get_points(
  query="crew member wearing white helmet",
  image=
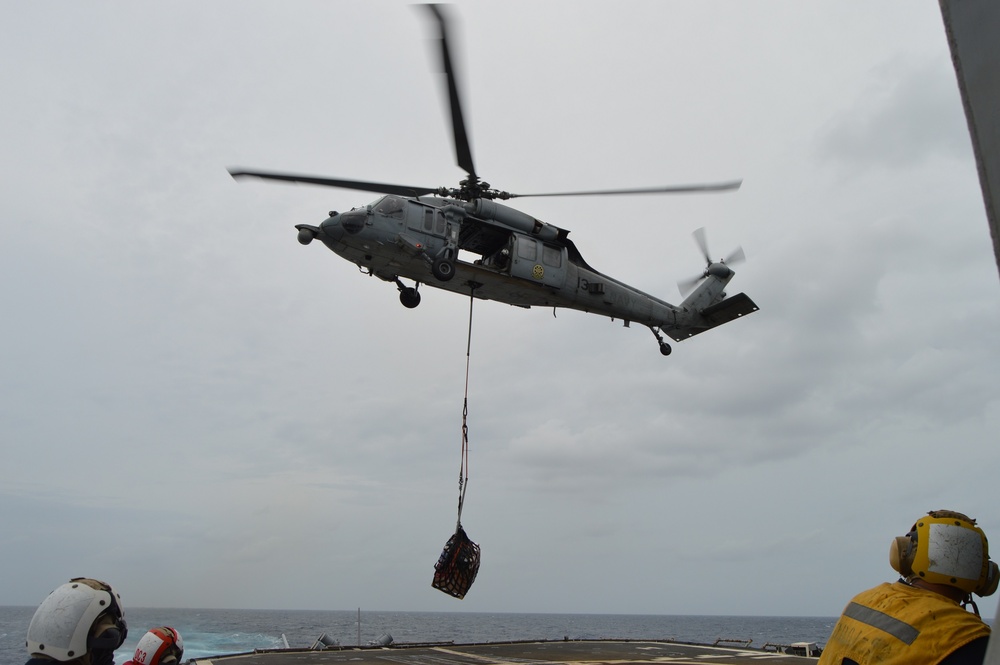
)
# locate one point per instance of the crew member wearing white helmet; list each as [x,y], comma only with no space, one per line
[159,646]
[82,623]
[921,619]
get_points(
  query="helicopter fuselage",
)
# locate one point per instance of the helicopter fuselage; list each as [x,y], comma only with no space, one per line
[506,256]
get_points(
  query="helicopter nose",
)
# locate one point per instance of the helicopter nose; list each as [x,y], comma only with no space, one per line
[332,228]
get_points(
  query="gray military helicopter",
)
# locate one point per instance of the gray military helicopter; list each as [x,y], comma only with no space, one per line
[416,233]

...

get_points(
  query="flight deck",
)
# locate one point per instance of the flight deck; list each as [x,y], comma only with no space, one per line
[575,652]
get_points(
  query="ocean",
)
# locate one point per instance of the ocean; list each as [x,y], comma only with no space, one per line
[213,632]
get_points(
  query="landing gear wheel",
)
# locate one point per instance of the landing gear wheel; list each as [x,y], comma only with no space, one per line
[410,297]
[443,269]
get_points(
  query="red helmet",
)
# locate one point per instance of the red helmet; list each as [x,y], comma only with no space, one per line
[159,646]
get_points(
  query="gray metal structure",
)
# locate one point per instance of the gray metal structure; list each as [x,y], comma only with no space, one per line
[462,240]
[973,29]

---

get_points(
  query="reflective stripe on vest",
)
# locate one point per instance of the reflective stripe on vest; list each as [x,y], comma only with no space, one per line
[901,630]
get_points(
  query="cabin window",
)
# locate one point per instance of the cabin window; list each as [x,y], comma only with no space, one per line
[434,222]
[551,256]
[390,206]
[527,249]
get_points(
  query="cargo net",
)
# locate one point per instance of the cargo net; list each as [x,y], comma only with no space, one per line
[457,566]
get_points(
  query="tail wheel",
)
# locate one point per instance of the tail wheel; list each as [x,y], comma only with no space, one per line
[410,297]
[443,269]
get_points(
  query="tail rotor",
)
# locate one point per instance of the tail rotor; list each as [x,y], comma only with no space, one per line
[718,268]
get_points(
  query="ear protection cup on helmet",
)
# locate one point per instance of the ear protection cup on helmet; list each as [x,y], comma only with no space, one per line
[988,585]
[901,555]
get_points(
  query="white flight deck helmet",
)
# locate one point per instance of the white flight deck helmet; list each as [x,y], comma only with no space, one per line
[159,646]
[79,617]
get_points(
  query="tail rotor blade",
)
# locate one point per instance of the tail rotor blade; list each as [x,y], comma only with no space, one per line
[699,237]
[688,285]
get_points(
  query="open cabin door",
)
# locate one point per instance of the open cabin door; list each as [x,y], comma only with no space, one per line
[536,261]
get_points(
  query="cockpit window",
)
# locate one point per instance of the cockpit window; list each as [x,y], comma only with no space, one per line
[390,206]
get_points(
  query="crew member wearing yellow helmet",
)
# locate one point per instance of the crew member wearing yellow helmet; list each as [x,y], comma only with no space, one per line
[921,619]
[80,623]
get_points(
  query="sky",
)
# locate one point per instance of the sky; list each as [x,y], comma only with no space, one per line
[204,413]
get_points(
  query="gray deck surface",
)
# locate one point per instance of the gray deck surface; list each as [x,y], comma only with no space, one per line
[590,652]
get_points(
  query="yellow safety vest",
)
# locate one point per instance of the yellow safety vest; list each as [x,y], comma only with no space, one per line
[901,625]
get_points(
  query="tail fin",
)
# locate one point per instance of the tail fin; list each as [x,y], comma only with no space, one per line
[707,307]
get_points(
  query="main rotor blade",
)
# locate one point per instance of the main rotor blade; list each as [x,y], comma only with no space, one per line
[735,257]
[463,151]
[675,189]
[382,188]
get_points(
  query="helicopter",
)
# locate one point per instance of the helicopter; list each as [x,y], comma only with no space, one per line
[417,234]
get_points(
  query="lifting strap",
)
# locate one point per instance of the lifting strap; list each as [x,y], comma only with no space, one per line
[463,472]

• **YOUR OBJECTIVE**
Find every line in the data above that contains the string "crew", and copy each of those lines in full. Matching is case-sensitive.

• **FINISHED TASK**
  query="crew member wearing white helmet",
# locate one point per instance of the crew member wearing white helmet; list each as [x,y], comma only with no space, one per line
  query="crew member wearing yellow helmet",
# locate one point per instance of the crew member wearing yellow helmet; list each as [x,y], comma only with no space, one per line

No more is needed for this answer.